TASK OBJECTIVE: Reproduce every line of the records below in full, scaling each point coordinate in the answers by 1.55 and rounding to the nearest whole number, with halves rounded up. Leave all other text unchanged, including any numbers outside the answers.

DATA RECORDS:
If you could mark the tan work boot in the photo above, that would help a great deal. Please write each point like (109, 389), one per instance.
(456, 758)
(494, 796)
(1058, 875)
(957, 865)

RIGHT ANSWER:
If you could mark the tan work boot in the photo above, that would help a great deal. Please write each point like (109, 389), one per instance.
(707, 1175)
(766, 1234)
(1640, 1356)
(1483, 1341)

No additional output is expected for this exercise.